GIVEN RECORDS section start
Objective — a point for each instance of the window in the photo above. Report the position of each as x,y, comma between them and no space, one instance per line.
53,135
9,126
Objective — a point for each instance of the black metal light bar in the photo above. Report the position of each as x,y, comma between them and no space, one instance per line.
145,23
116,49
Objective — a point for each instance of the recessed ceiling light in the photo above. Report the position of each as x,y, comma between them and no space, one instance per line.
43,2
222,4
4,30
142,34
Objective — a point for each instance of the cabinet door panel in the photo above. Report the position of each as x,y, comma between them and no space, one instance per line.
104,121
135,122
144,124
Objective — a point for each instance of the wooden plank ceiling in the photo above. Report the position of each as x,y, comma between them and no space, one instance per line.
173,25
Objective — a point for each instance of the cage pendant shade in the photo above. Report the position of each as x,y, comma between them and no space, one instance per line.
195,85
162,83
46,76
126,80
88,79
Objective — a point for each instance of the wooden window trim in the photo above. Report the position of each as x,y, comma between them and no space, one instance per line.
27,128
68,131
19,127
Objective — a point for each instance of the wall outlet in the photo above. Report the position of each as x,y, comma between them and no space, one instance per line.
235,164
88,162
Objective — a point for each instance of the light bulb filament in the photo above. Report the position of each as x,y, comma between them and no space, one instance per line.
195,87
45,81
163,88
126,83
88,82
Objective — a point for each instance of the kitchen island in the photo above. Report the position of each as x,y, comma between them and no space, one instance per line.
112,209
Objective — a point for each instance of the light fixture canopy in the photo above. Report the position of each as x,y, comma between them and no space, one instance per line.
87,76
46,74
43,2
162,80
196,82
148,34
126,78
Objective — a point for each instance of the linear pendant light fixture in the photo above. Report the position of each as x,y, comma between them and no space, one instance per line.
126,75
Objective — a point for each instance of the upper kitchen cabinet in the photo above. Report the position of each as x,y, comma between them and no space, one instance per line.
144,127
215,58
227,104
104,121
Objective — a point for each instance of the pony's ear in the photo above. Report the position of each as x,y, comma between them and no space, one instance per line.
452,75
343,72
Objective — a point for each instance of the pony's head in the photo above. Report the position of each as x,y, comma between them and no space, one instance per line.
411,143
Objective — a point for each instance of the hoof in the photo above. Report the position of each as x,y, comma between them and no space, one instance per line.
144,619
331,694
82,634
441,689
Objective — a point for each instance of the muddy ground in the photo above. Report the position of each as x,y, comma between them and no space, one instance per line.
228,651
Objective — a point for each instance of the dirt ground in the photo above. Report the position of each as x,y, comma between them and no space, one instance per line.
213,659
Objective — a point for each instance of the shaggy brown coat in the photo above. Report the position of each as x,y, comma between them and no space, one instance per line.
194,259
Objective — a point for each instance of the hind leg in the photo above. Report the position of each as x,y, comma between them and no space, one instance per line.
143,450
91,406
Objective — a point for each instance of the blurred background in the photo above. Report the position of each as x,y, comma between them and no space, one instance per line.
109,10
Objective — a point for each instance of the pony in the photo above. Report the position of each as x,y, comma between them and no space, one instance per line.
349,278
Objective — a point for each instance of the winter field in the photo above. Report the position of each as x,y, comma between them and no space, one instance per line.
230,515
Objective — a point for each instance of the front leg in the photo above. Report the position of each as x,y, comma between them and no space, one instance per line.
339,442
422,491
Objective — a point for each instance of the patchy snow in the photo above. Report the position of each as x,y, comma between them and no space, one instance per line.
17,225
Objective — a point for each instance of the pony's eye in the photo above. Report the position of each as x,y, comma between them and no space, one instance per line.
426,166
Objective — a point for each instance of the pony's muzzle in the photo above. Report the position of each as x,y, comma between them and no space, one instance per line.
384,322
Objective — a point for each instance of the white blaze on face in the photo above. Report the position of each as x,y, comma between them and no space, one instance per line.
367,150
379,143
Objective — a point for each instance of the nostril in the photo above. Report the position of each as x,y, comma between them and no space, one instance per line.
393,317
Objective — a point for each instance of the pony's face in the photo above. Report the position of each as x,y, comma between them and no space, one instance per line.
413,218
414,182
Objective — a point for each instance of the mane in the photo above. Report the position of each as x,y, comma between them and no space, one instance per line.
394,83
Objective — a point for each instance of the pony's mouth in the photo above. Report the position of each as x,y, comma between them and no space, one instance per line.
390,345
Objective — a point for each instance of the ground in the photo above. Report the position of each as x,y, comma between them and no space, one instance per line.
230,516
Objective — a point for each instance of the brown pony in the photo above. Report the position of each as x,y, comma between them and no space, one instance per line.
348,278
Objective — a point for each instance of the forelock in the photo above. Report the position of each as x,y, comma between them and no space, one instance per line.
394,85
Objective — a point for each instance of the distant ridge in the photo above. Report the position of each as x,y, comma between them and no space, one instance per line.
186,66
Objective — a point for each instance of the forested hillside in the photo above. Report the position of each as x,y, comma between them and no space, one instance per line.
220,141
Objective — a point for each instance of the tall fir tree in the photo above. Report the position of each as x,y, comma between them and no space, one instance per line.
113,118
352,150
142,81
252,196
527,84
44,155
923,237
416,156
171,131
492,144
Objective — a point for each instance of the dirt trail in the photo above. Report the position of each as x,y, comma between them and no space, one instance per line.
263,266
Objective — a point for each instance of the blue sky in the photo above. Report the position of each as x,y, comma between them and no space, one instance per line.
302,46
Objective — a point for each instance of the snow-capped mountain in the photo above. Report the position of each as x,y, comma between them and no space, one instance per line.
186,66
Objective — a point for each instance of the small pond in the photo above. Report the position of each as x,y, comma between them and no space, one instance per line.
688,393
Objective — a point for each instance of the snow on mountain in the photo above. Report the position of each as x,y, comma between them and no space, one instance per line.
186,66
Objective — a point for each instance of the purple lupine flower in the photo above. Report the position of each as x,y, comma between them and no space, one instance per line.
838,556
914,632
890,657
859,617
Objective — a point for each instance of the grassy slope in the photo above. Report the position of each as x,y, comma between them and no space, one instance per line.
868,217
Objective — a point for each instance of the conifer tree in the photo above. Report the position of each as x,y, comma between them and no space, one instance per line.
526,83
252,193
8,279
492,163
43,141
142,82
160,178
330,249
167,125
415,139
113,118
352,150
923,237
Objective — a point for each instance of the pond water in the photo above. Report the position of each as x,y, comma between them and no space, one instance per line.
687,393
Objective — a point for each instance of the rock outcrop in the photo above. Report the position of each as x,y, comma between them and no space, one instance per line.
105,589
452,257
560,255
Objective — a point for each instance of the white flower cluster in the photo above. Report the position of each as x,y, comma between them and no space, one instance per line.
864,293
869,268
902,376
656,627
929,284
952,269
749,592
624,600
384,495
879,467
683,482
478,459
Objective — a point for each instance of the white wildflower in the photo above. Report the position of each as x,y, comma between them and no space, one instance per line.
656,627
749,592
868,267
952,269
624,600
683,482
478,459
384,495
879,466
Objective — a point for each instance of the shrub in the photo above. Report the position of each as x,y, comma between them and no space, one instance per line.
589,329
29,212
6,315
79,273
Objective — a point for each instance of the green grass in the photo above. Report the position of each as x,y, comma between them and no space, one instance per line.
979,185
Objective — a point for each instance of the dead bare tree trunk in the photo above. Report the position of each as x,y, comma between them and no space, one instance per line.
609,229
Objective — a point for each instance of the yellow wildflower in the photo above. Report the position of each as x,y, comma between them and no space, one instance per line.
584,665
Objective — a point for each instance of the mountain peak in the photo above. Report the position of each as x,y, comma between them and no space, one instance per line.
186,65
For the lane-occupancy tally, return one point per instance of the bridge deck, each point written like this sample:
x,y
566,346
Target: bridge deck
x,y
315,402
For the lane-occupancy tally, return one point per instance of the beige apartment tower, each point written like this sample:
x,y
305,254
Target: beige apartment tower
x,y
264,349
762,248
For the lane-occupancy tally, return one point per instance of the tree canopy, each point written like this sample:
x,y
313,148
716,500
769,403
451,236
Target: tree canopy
GIVEN RECORDS section end
Exactly reproduce every line found in the records.

Objective — a point for each instance of the window in the photo above. Report the position of each as x,y, comma between them and no space, one instance per line.
53,135
9,126
Objective — a point for each instance of the black metal light bar in the photo above. Report the position of each as x,y, comma between them and no space, one instance per line.
145,23
116,49
Objective — a point for each instance of the recessed ceiling light in the photo above. Report the position of each as x,y, comma between them and no space, one instance per line.
43,2
222,4
4,30
142,34
Objective — a point for each instance of the cabinet door panel in the photo above. Report the position of each as x,y, comma between them and no space, one instance per line.
104,121
135,122
144,124
Objective — a point for each instance of the wooden plank ceiling in the photo above. Report the position of each as x,y, comma between them and no space, one instance per line.
173,25
Objective — a point for each instance of the cage pendant shade in the photo above. Report the position of each as x,y, comma between them and no space, one instance per line.
195,85
162,83
46,76
126,80
88,79
Objective — a point for each instance of the wooden window trim in the photo above. Report the position of each as x,y, comma between them and no space, one instance per line.
27,128
68,131
19,127
Objective — a point for each instance of the wall outlet in the photo above. Report the position of each as x,y, comma between them and no space, one instance per line.
235,164
88,162
Objective — a point for each instance of the light bulb filament in the photo above. Report the position of each as x,y, comma between them and no space, one instance per line.
195,87
45,81
163,88
126,83
88,82
Objective — a point for each instance of the kitchen island in the photo above. Report the position of each as x,y, comma between them and no space, one instance per line.
112,209
Objective — a point for each instance of the light fixture canopy in the photo above. Report the position of each as x,y, comma between them and no space, one instance per line.
87,76
46,74
43,2
162,80
196,82
148,34
126,78
Objective — a point for each instance of the linear pendant light fixture in the photo above. Report the position of each as x,y, comma between them and no space, one instance per line.
126,75
Objective — a point for each instance of the upper kitchen cabinet in the photo above. Report the position of each as x,y, comma between them and no space, one instance per line.
144,127
215,58
227,104
104,121
Objective — a point for each instance of the pony's ear in the photo above. Report the position of each as x,y, comma between them and no space, one instance per line.
452,75
343,72
Objective — a point for each instance of the pony's head in the photo above. Report the position of each as x,y, comma between them and no space, one instance per line.
411,143
Objective — a point for each instance of the hoof in the photo above. Report the position of each as x,y, comma between them and no space, one instance per line.
144,619
331,694
82,634
441,689
Objective — a point for each instance of the muddy ground in the photo above. Report the position of each as x,y, comma between them and no space, one instance per line.
228,651
Objective — a point for each instance of the dirt ground in the photo above. Report the position of each as x,y, comma between them and no space, one instance per line.
213,659
Objective — a point for each instance of the shaggy brown coat in the photo above. Report the position of each as x,y, comma between them and no space, one instance per line.
194,259
Objective — a point for each instance of the hind leg in the photo above. Report the position of each as x,y, comma between them and no space, one instance per line.
143,450
91,406
Objective — a point for each instance of the blurred background in the photo above. Report the position of each as x,y, comma between them and no space, one instance per line.
109,10
Objective — a point for each instance of the pony in the photo above. Report the position of each as x,y, comma between them and no space, one instance per line.
349,278
Objective — a point for each instance of the winter field in the photo above. Report the position of each as x,y, comma between them and no space, one instance per line.
230,515
Objective — a point for each instance of the front leg in the photo above. Report the position of each as x,y, comma between them and no space, one instance per line.
339,442
422,491
Objective — a point for each instance of the patchy snow in the photo above. Report the position of each as x,y, comma between them and no space, one instance per line.
17,225
Objective — a point for each instance of the pony's eye in the photo above. Report the position of each as x,y, comma between them and no space, one instance per line.
426,166
Objective — a point for each instance of the pony's muzzle in the photo above. Report the position of each as x,y, comma between them and no space, one instance per line.
384,322
Objective — a point for each instance of the white blaze on face in the photo above. Report the position of each as x,y, comma between them and no space, one instance per line.
367,150
379,143
Objective — a point for each instance of the nostril in the photo above. Report the position of each as x,y, comma between them and no space, one instance per line.
393,317
Objective — a point for each instance of the pony's face in the photo above. Report the position of each as x,y, comma between them and no space, one instance per line.
413,218
414,182
Objective — a point for each instance of the mane in the photo above. Report the position of each as x,y, comma between them and no space, one instance per line.
394,83
Objective — a point for each instance of the pony's mouth in the photo above. Report the position of each as x,y, comma between them and no space, one instance per line.
390,345
Objective — a point for each instance of the ground in the photo above. Report the position of each as x,y, comma between them and no space, one instance per line.
230,516
Objective — a point for each instance of the brown pony in the photo above. Report the position of each as x,y, comma between them and no space, one instance per line.
348,278
Objective — a point for each instance of the forelock in the photo above. Report the position of each as x,y, comma between them and no space, one instance per line.
394,85
Objective — a point for each instance of the distant ridge in the photo above. Report the position of each as x,y, comma between them and no space, one instance per line.
186,66
Objective — a point for each instance of the forested hillside in the photo above. Report the position of each as x,y, comma between them and no space, one instance per line.
220,141
Objective — a point for each instance of the tall fir tree in the photo above. Report the position of each as x,y, comma between them and no space, one instance per line.
113,118
352,150
142,81
252,196
527,84
44,155
923,237
416,156
171,131
492,144
Objective — a point for each instance of the dirt trail in the photo above. Report the position of each as x,y, comma between them and no space, one instance per line.
263,266
Objective — a point for each instance of the blue sky in the photo above. Report the position of each as x,y, comma between them and no space, one instance per line.
302,46
Objective — a point for each instance of the snow-capped mountain in the photo above. Report the position of each as x,y, comma between them and no space, one instance per line.
186,66
Objective — a point for each instance of the small pond in the photo above. Report the position of each as x,y, comma between them and no space, one instance per line.
688,393
Objective — a point for each instance of the snow on mountain in the photo above. Report the position of each as x,y, comma between them and no space, one instance per line.
186,66
Objective — a point for each instance of the purple lupine flower in the photo above. Report the position of each as x,y, comma between them and no space, one instance per line.
838,556
914,632
890,657
859,617
Objective — a point for each instance of the grassy slope in the photo above. Report the position of each as x,y, comma between them and no space, one instance per line.
868,217
Objective — a point for each instance of the conifer tree in the photo above. Report the position of each as x,y, comma between them and no space, one instance per line.
526,83
252,193
8,279
492,163
43,141
142,82
160,178
330,249
167,125
415,139
113,118
352,150
923,237
Objective — a point for each instance of the pond water in the photo above. Report the position of each as x,y, comma between them and no space, one instance per line.
687,393
Objective — a point for each instance of the rock outcrop in the photo above. Report the position of each as x,y, comma between them and no space, one instance per line.
105,589
452,257
560,255
Objective — a point for each instance of the white flower cluster in the photo above. Report the position of each as x,y, comma between them and no space, one instance per line.
864,293
869,268
902,376
656,627
929,284
952,269
749,592
624,600
384,495
879,467
683,482
478,459
Objective — a point for each instance of the white wildflower in the photo above. Report the position of each as x,y, comma between them and no space, one instance per line.
656,627
749,592
868,267
952,269
624,600
683,482
478,459
384,495
879,466
Objective — a point for each instance of the shrub in the photo above. Report the position of each as x,y, comma between them and no space, one instance per line.
589,329
29,212
6,315
79,273
Objective — a point for each instance of the green grass in the photo above. Report the position of each as x,y, comma between them and no space, one instance per line.
979,185
Objective — a point for each instance of the dead bare tree trunk in the photo above. Report the position of each as x,y, comma between them and no space, one instance per line.
609,229
Objective — a point for each instance of the yellow wildflower in the photo above. Report the position of each as x,y, comma between them and no space, one instance per line.
584,665
Objective — a point for each instance of the mountain peak in the photo above. Report the position of each as x,y, comma between them and no space, one instance per line.
186,65
For the lane-occupancy tally, return one point per instance of the bridge deck, each point written like this sample:
x,y
566,346
Target: bridge deck
x,y
315,402
For the lane-occupancy tally, return one point per instance of the beige apartment tower, each point written like this sample:
x,y
305,254
Target: beige apartment tower
x,y
264,349
762,248
For the lane-occupancy tally, return one point per instance of the tree canopy, each point written like this sample:
x,y
313,148
716,500
769,403
451,236
Target: tree canopy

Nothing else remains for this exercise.